## WRITTEN EXERCISE 1
Retype the lasso review word for word, starting with "# zbMATH — the" and going on through "(2013; Zbl 1337.62173)].".
## WRITTEN EXERCISE 2
Write what comes next in the review of the lasso significance test, picking up after its final sentence.

## SELECTED PASSAGE
○ ○ ○ ○ ○

# zbMATH — the first resource for mathematics

A significance test for the lasso. (English) Zbl 1305.62254
A linear regression model is considered, $y=X\beta^*+\varepsilon,\quad \varepsilon\sim N(0, \sigma^2I),$ where $$y\in \mathbb{R}^n$$ is an outcome vector, $$X$$ is a design matrix, and $$\beta^*\in \mathbb{R}^p$$ are unknown coefficients to be estimated. The lasso estimator $$\hat {\beta} =\hat {\beta} (\lambda)$$ minimizes the objective function $Q(\beta; \lambda)=\frac{1}{2} \|y-X\beta\|_2^2+\lambda \|\beta\|_1,\quad \beta\in \mathbb{R}^p,$ where $$\lambda \geq 0$$ is a tuning parameter, controlling the level of sparsity in $$\hat {\beta}$$. It is assumed that the columns of $$X$$ are in general position in order to ensure uniqueness of the lasso solution, see [R. J. Tibshirani, Electron. J. Stat. 7, 1456–1490 (2013; Zbl 1337.62173)].
The path $$\hat {\beta} (\lambda)$$ is a piecewise linear function, with knots at values $$\lambda_1 \geq \lambda_2 \geq \cdots \geq \lambda_r \geq 0$$. At $$\lambda=\infty$$, the solution $$\hat {\beta}(\infty)$$ has no active variables, and for decreasing $$\lambda$$, each knot $$\lambda_k$$ marks the entry or removal of some variable from the current active set. At any $$\lambda \geq 0$$, the corresponding active set $$A=\operatorname{supp}(\hat {\beta}(\lambda))$$ indexes a linearly independent set of predictor variables, that is, $$\operatorname{rank}(X_A)=|A|$$, where $$X_A$$ denotes the columns of $$X$$ in $$A$$.

○ ○ ○ ○ ○

## GIVEN DATA
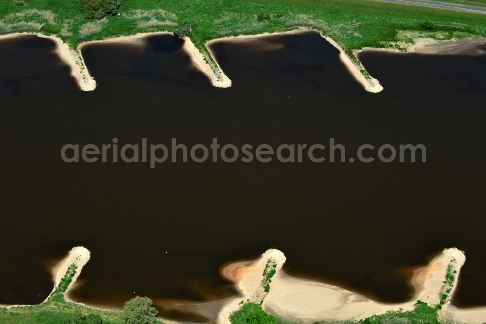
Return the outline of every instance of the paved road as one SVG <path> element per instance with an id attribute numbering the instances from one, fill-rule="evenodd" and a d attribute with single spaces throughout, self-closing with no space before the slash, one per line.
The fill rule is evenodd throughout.
<path id="1" fill-rule="evenodd" d="M 486 15 L 486 7 L 481 7 L 480 6 L 474 6 L 469 4 L 462 4 L 460 3 L 452 3 L 451 2 L 446 2 L 442 1 L 435 1 L 435 0 L 420 0 L 421 2 L 411 1 L 410 0 L 377 0 L 384 2 L 392 2 L 393 3 L 402 3 L 403 4 L 410 4 L 419 7 L 427 7 L 428 8 L 434 8 L 435 9 L 447 9 L 449 10 L 455 10 L 456 11 L 463 11 L 472 14 L 479 14 L 480 15 Z"/>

○ ○ ○ ○ ○

## REPLY 1
# zbMATH — the first resource for mathematics

A significance test for the lasso. (English) Zbl 1305.62254
A linear regression model is considered, $y=X\beta^*+\varepsilon,\quad \varepsilon\sim N(0, \sigma^2I),$ where $$y\in \mathbb{R}^n$$ is an outcome vector, $$X$$ is a design matrix, and $$\beta^*\in \mathbb{R}^p$$ are unknown coefficients to be estimated. The lasso estimator $$\hat {\beta} =\hat {\beta} (\lambda)$$ minimizes the objective function $Q(\beta; \lambda)=\frac{1}{2} \|y-X\beta\|_2^2+\lambda \|\beta\|_1,\quad \beta\in \mathbb{R}^p,$ where $$\lambda \geq 0$$ is a tuning parameter, controlling the level of sparsity in $$\hat {\beta}$$. It is assumed that the columns of $$X$$ are in general position in order to ensure uniqueness of the lasso solution, see [R. J. Tibshirani, Electron. J. Stat. 7, 1456–1490 (2013; Zbl 1337.62173)].

## REPLY 2
Let $$A$$ be the active set just before $$\lambda_k$$, and suppose that predictor $$j$$ enters at $$\lambda_k$$. Denote by $$\hat {\beta}(\lambda_{k+1})$$ the solution at point $$\lambda=\lambda_{k+1}$$, using predictors $$A$$ and $$j$$. Let $$\tilde{\beta}_A (\lambda_{k+1})$$ be the lasso solution using only the active predictors $$X_A$$, at $$\lambda=\lambda_{k+1}$$.
In the paper under review, the covariance test statistic is proposed, $T_k=\frac{1}{\sigma^2}(y, X\hat {\beta} (\lambda_{k+1})-X_A\tilde{\beta}_A (\lambda_{k+1})).$ The main result given in Theorem 3 states the following: under the null hypothesis that current lasso model contains all truly active variables, $$\operatorname{supp}(\beta^*) \subseteq A$$, $$T_k$$ is asymptotically distributed as a standard exponential random variable, given reasonable assumption on $$X$$ and the magnitudes of the nonzero true coefficients. This statistic can be used to test the significance of an additional variable between two nested models, when this additional variable is not fixed and has been chosen adaptively.
In Section 6, this result is modified for the case of unknown $$\sigma^2$$. Section 8 discusses some extensions to the elastic net, generalized linear models, and the Cox proportional hazards model; the proposals there are supported by simulations, but no theory is offered.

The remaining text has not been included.